● **YOUR INSTRUCTIONS**
Find every line below where the string "shirt" shows up, and copy those lines.

(Dataset entries)
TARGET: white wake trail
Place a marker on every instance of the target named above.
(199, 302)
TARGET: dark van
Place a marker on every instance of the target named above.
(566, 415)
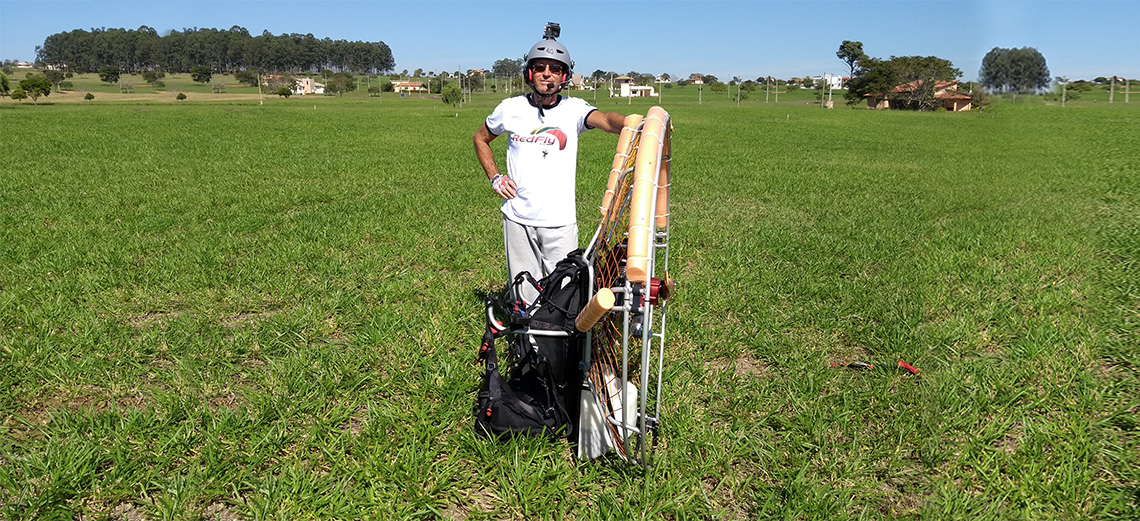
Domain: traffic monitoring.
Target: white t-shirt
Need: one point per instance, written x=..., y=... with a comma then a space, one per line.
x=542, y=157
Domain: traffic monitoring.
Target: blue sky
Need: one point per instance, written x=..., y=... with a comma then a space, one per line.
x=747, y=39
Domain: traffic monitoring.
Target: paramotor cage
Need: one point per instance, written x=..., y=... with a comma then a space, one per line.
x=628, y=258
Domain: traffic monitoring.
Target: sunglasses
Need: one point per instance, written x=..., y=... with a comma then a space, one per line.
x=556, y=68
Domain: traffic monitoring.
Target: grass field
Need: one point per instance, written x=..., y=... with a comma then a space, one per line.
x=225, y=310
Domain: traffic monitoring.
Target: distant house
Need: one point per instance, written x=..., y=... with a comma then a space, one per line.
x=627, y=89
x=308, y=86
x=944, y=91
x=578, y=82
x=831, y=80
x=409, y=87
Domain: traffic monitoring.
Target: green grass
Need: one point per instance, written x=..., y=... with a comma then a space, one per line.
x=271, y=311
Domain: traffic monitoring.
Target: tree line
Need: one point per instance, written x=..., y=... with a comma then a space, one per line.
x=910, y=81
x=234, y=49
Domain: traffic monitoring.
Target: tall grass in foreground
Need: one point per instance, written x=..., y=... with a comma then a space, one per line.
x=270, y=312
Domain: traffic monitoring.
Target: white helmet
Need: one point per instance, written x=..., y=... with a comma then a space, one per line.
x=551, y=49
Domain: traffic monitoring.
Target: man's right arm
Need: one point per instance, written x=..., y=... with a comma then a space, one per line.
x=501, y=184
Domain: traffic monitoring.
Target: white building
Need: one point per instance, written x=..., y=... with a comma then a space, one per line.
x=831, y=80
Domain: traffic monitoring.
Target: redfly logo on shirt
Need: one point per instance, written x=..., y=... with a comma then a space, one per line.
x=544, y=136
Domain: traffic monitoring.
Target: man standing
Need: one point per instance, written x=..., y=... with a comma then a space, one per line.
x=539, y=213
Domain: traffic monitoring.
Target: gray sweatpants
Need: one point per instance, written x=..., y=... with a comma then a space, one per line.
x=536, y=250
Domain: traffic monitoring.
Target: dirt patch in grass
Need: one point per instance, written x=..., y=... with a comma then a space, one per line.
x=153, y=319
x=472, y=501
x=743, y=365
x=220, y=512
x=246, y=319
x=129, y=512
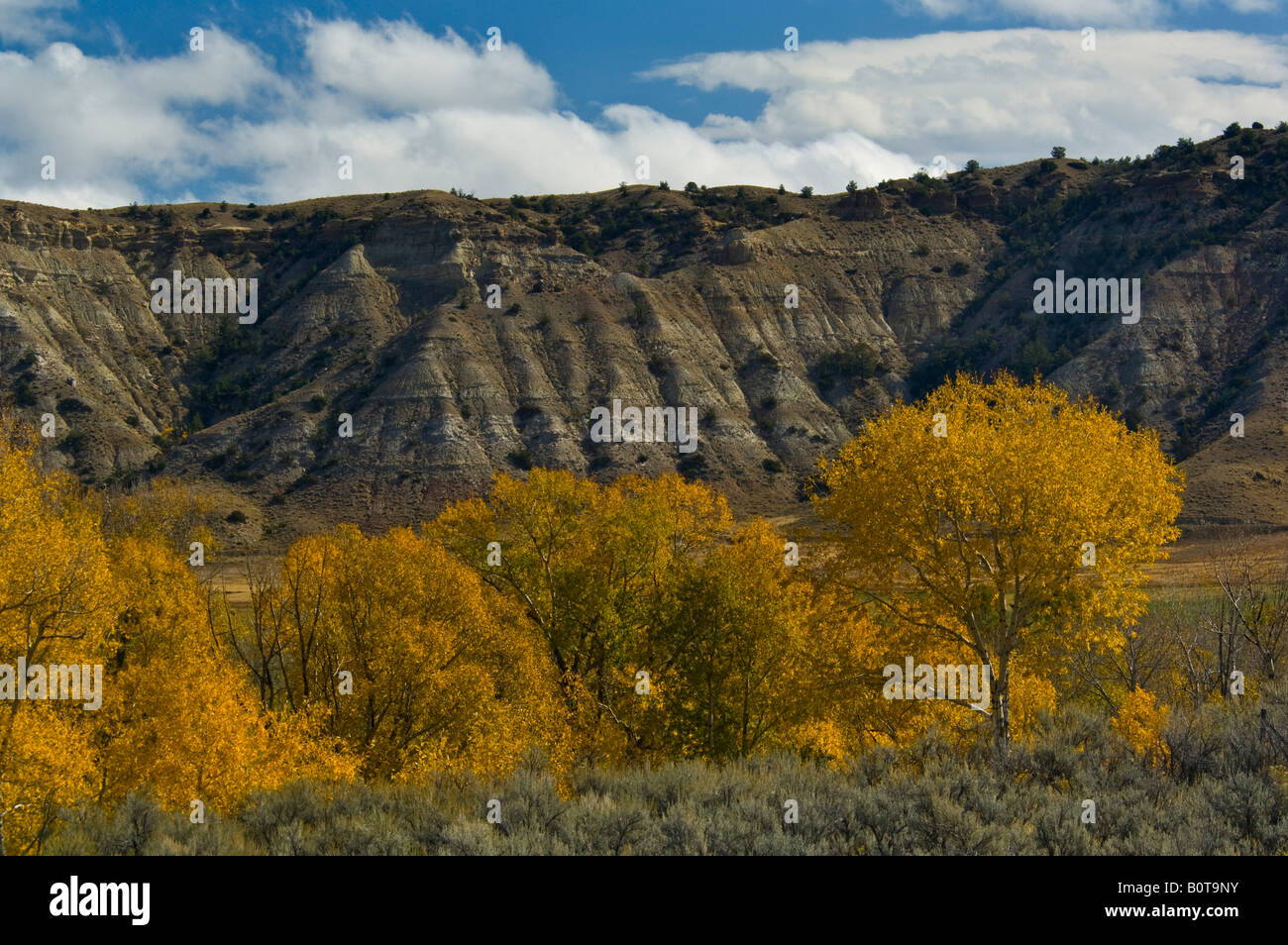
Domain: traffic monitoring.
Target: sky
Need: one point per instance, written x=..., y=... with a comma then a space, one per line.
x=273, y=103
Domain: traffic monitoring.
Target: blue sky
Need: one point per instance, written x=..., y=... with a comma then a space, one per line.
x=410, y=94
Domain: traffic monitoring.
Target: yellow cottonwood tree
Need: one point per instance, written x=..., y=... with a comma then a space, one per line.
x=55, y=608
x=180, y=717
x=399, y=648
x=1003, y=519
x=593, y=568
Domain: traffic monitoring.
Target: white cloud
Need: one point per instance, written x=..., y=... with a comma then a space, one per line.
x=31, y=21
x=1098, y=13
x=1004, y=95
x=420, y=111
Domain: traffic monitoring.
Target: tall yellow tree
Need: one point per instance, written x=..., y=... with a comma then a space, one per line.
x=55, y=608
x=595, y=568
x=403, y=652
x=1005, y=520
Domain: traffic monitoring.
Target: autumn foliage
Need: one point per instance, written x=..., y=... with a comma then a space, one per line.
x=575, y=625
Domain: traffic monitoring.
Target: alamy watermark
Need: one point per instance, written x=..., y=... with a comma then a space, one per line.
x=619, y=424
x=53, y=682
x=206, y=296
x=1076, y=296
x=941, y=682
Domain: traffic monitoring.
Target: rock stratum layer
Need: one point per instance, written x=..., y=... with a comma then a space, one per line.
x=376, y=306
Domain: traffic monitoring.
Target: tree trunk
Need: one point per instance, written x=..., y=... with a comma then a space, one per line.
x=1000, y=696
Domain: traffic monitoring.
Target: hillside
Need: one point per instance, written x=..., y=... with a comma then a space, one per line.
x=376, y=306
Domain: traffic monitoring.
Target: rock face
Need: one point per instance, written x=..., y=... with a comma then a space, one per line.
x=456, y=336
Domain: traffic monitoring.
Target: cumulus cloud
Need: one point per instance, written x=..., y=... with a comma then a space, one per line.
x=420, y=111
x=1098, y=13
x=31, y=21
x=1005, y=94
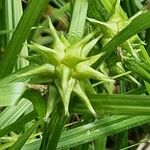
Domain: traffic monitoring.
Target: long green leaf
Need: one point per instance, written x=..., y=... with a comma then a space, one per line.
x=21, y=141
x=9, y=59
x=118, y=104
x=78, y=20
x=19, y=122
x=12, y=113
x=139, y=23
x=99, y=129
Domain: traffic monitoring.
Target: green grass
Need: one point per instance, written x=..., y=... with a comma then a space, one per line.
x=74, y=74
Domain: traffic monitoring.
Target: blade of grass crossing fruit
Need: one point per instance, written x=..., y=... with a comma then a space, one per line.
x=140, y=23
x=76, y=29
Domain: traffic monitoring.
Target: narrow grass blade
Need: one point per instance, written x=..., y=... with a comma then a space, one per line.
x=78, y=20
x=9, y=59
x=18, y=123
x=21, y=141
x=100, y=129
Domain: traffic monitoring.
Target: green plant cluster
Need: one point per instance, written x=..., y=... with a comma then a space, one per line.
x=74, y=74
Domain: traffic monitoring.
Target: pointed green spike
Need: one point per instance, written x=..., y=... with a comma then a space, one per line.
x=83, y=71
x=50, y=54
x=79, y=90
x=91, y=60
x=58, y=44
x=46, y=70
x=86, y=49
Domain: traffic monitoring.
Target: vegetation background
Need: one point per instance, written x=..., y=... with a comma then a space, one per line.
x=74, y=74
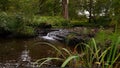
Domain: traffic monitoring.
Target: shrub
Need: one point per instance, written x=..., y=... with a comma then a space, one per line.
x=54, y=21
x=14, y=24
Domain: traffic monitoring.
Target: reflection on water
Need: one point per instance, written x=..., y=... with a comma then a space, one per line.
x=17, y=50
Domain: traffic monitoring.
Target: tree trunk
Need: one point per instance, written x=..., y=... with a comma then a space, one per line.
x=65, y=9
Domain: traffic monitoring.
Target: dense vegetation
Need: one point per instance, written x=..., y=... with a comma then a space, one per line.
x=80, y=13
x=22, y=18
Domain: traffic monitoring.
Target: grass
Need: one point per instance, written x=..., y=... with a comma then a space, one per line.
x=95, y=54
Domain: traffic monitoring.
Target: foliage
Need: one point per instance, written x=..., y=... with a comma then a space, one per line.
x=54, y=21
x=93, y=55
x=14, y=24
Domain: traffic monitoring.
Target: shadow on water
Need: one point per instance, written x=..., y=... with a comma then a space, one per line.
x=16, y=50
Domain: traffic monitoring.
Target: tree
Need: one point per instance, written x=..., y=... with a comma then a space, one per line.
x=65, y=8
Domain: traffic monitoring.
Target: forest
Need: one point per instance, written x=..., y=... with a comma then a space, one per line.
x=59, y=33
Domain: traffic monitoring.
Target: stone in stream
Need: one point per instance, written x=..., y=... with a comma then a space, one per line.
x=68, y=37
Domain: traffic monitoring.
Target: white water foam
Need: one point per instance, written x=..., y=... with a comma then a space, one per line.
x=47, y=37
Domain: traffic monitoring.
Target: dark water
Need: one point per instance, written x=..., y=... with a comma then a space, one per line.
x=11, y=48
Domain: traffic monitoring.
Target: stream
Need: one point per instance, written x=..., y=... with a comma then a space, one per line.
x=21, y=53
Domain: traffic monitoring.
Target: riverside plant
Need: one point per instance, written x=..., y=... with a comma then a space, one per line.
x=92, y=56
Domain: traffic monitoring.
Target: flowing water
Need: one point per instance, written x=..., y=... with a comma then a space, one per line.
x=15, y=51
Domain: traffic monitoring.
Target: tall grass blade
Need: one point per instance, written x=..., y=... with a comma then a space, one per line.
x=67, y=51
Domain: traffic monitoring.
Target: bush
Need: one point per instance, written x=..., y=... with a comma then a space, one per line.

● **SOLVED PROBLEM**
Target: white t-shirt
Target: redfly logo on shirt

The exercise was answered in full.